Source passage START

Friedland’s direction, complemented by Chalfant’s exceptional performance, unravels intimacy and desire through this proud use of the body; skin on skin, skin on water, hands, looks, clothing or lack thereof. She acknowledges the importance of the elderly, particularly those with mental or physical disabilities, to be leading normal lives. They aren’t babied nor are they mistreated. They are freely flawed and lived-in, held to the same standards as they were prior to their condition. There are repeated nods to elderly relationships and sex. They gossip and integrate with the carers with little friction, and when their minds begin to slip it isn’t cause for alarm, it’s all about understanding for the director. This being an understanding between the characters, but one that also extends to the spectator. These characters intentionally have little (openly) in common aside from where they are at any given moment. They are often separated by age, role, religion, class, health, sex, race… but again, this works towards Friedland’s thesis of compassion.

There’s an onus on the ‘stranger’ in the film that bleeds into the viewer. Therein lies a responsibility in real life for other people we don’t know that usually goes unacknowledged, and it’s what enables this film to be as compelling as it is. Friedland refrains from giving us a lot of information on the inner lives of these characters, even Ruth has a lot of mystery surrounding her. This approach allows us to appreciate that we don’t have to know people very well to show them love and care and consideration, if know them at all. Spectatorship and observation become tools for compassion. We can see these people at their most exposed, emotionally and physically. We then can recognise these are sides of themselves that are hidden from view in the real world, and perhaps our tenderness will begin to show that bit more. It’s a process that is reflected in Ruth, another way Friedland seeks to level the ground between those with dementia and those without. She is passionate and lively when we meet her, but quickly she becomes confused and agitated and frightened upon being incapable of entirely processing her situation. However, as she becomes acclimated to her surroundings and her carers, and as she is shown just as much kindness and interest as she begins to show the people in the facility, workers and patients alike, then comes the normalcy, the peace. Of course, this is repeatedly challenged by Ruth’s condition, but once more, amidst all the changes and fears, Friedland emphasises that we can handle it, should we make the right choices.

Source passage END
Data section START

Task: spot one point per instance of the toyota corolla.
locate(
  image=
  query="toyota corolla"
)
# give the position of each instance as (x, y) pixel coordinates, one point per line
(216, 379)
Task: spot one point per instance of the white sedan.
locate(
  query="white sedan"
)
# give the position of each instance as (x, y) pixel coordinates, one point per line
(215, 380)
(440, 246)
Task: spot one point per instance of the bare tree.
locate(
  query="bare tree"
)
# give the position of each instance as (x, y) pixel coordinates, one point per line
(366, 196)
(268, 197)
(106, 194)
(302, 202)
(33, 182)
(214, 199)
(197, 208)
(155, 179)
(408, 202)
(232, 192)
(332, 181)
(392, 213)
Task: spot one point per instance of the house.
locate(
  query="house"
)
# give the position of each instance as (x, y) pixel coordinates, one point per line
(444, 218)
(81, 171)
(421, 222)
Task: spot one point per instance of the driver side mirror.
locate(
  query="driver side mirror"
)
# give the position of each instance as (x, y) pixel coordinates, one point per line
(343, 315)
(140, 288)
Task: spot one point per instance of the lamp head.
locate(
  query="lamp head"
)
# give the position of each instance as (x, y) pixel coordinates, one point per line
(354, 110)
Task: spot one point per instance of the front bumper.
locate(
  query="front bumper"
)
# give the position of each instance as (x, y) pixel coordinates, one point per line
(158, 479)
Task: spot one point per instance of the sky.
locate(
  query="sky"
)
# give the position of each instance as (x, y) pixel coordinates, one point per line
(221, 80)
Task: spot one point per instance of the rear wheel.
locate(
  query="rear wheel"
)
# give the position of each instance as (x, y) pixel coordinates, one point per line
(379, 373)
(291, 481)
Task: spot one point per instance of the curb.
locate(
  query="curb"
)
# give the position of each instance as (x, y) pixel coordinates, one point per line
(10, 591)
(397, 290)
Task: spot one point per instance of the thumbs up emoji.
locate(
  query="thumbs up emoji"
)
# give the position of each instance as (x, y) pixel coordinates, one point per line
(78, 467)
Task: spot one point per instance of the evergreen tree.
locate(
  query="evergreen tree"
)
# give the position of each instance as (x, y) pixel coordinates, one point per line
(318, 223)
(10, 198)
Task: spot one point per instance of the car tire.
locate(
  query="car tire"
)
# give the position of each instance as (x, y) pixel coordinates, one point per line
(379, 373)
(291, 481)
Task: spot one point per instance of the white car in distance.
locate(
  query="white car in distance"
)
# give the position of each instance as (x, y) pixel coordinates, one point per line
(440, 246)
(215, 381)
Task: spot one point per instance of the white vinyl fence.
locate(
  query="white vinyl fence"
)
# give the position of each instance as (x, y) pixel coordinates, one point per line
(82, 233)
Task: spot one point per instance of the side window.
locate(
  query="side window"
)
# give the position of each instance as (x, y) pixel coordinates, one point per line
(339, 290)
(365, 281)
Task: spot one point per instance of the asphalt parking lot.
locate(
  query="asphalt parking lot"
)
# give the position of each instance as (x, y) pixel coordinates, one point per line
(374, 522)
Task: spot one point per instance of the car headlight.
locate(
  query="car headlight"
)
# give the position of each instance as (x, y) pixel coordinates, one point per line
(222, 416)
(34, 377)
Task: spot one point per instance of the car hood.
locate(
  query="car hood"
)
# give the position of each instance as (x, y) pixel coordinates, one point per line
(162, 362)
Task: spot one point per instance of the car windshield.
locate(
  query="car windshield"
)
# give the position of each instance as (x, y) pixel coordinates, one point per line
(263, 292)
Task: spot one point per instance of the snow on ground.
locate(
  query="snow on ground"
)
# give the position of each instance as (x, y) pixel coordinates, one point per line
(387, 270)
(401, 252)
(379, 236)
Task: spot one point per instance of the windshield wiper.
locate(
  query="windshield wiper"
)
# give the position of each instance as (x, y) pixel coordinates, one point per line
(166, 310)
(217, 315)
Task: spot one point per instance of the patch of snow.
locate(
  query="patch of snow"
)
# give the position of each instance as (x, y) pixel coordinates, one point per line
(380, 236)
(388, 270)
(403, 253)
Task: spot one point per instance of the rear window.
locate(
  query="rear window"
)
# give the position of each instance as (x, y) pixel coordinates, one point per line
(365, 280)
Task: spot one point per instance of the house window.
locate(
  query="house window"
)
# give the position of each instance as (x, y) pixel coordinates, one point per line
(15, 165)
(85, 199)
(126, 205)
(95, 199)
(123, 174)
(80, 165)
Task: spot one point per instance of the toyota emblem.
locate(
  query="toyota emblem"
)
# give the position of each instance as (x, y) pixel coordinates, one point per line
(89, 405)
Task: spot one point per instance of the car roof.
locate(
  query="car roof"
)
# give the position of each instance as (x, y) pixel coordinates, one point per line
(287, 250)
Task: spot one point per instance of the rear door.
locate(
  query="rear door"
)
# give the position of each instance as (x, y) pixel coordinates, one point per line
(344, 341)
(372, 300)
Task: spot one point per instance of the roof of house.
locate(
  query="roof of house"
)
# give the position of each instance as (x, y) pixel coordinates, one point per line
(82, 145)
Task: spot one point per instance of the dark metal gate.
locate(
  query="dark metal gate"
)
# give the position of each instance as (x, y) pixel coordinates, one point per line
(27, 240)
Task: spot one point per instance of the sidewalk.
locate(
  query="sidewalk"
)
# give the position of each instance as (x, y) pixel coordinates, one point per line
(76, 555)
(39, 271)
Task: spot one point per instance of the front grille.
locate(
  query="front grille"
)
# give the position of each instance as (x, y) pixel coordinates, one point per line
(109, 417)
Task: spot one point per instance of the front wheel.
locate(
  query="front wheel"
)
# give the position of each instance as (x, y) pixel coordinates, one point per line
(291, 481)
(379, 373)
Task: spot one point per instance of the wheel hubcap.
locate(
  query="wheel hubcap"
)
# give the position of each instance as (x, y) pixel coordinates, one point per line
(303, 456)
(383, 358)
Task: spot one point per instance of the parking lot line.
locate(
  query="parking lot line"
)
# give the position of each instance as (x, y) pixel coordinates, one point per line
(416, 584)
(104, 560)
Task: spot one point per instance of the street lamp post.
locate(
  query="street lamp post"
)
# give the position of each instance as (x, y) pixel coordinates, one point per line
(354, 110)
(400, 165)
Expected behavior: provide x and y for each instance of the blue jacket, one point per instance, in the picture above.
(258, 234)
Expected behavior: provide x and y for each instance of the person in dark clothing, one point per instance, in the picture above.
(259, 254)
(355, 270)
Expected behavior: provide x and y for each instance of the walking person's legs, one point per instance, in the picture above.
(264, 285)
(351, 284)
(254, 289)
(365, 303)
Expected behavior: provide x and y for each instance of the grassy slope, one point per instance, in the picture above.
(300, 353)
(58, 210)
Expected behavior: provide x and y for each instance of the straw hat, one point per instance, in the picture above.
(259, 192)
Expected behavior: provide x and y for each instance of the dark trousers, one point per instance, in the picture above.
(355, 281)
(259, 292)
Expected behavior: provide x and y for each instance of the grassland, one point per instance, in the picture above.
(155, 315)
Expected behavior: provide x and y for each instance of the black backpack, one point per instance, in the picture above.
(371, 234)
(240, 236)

Data section END

What you will do
a: Answer these questions from the film review:
(i) Whose performance does the film review say complements Friedland's direction?
(ii) How is Ruth described when we first meet her?
(iii) What does Friedland refrain from giving us about the characters?
b: Go on with the film review, starting after its final sentence.
The data can be disregarded.

Outputs in order
a:
(i) Chalfant's.
(ii) She is passionate and lively.
(iii) A lot of information on their inner lives.

b:
In committing to the portrayal of dementia as a condition that doesn’t have to be wholly debilitating, but rather something that can be treated and worked around through gentleness and action, Friedland reckons with the necessity of mortality and decay. In fact, she brings out the beauty in them, depicting them as the mere acts of nature that they are. In our fear and decay, we can still find solace. For Familiar Touch, loss still comes with comfort and love. We can choose to hold close what they have left us, and will leave us. In our contemporary life, it seems as though no one wants to care for anyone directly outside their sphere of connections and familiarity. Friedland states that this is untrue, that there are people who will choose love without needing justification, and her film urges us to do the same. There is far more binding us than we can see.